Stored items from a collection
++++++++++
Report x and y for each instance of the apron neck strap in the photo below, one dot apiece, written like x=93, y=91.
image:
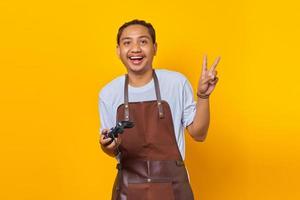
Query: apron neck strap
x=158, y=97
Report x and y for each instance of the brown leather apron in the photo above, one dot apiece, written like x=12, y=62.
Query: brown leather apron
x=151, y=166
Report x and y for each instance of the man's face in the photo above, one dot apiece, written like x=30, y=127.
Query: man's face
x=136, y=49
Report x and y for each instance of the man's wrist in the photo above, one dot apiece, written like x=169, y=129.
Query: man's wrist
x=203, y=96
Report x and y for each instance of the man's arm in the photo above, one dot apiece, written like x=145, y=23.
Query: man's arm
x=199, y=127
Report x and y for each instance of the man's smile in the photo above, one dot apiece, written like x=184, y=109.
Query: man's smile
x=136, y=59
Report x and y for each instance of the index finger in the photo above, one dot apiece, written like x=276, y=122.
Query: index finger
x=204, y=66
x=213, y=67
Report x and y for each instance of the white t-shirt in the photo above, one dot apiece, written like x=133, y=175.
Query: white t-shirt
x=174, y=88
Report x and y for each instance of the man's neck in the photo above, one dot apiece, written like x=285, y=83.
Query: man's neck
x=139, y=80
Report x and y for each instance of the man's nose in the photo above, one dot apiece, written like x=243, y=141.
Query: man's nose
x=136, y=48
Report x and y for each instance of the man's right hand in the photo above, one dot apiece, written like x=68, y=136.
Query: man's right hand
x=109, y=149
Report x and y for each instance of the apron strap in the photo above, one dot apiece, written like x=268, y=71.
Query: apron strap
x=158, y=97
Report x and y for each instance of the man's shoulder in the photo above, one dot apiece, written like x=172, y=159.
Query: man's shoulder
x=112, y=87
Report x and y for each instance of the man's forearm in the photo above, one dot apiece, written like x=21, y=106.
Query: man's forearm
x=199, y=127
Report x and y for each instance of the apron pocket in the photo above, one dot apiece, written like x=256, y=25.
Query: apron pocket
x=150, y=191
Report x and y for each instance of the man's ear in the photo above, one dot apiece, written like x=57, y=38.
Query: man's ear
x=118, y=50
x=155, y=48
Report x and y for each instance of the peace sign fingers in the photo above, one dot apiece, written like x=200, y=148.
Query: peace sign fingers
x=213, y=67
x=204, y=67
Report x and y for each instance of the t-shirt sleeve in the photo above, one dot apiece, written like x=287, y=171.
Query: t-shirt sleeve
x=105, y=112
x=189, y=104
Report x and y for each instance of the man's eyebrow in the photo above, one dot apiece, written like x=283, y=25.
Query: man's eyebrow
x=126, y=38
x=129, y=38
x=144, y=36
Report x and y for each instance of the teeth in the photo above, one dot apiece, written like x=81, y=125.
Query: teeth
x=135, y=57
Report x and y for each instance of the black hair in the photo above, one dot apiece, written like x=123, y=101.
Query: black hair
x=139, y=22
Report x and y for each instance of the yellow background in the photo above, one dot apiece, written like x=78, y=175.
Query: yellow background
x=56, y=55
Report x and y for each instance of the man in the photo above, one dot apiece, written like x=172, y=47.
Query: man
x=160, y=103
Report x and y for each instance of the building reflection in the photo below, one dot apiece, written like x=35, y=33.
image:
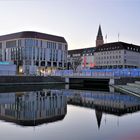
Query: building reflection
x=33, y=108
x=49, y=105
x=104, y=102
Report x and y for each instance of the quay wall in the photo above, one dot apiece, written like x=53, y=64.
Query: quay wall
x=11, y=80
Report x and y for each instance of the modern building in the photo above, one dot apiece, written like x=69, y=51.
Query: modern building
x=7, y=68
x=117, y=55
x=33, y=50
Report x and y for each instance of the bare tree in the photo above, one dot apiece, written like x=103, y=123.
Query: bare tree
x=75, y=62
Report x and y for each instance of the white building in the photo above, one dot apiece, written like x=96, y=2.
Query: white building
x=117, y=55
x=31, y=50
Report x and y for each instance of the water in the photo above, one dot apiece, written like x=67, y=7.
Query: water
x=52, y=113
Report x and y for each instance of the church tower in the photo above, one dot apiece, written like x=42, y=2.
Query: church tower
x=99, y=38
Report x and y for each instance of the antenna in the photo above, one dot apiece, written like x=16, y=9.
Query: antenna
x=118, y=37
x=106, y=38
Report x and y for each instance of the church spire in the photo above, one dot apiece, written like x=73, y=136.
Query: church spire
x=99, y=38
x=99, y=31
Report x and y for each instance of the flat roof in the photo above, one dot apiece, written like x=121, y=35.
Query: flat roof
x=32, y=34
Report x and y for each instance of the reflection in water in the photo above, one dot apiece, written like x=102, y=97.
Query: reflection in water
x=104, y=102
x=33, y=108
x=38, y=107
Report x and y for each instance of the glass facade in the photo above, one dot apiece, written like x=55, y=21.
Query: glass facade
x=34, y=51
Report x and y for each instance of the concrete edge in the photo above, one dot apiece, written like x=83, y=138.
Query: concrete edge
x=125, y=91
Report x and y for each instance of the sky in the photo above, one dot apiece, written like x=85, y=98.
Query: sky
x=76, y=20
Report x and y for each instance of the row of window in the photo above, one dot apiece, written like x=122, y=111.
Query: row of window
x=35, y=42
x=132, y=48
x=108, y=62
x=109, y=57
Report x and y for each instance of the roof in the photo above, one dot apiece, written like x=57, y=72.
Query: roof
x=99, y=31
x=82, y=51
x=32, y=34
x=117, y=46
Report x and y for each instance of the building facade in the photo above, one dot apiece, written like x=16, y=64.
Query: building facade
x=99, y=38
x=33, y=49
x=117, y=55
x=86, y=55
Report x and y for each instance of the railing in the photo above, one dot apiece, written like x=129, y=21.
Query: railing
x=100, y=73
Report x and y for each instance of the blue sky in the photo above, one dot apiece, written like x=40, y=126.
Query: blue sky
x=76, y=20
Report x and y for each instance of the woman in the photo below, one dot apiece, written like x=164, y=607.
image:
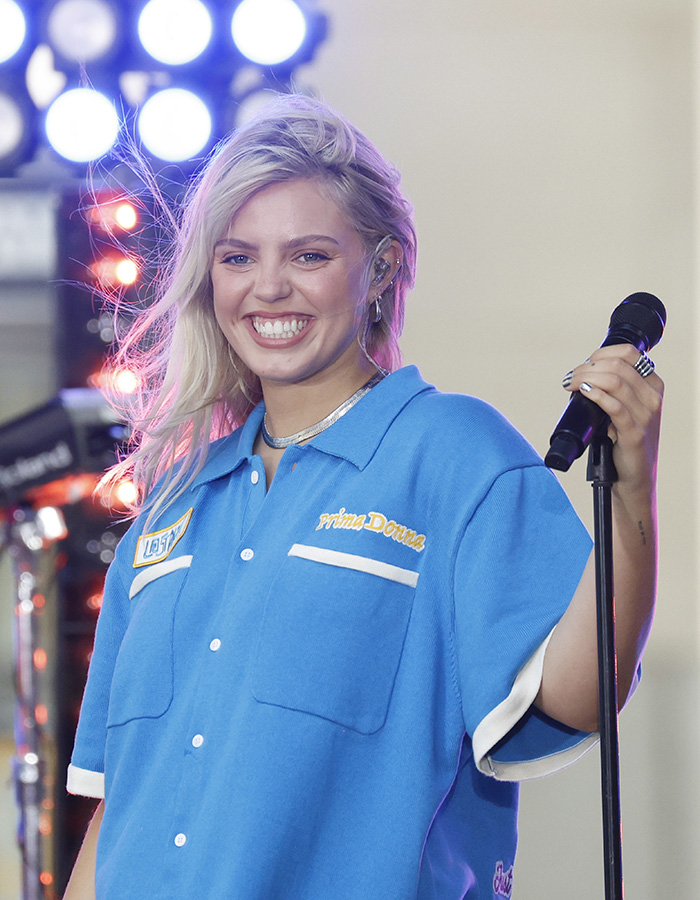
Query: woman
x=335, y=639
++++++++++
Exercise details ▸
Read each line of the data and count the ones that include "below", answering with the number alone.

Exercise response ▸
3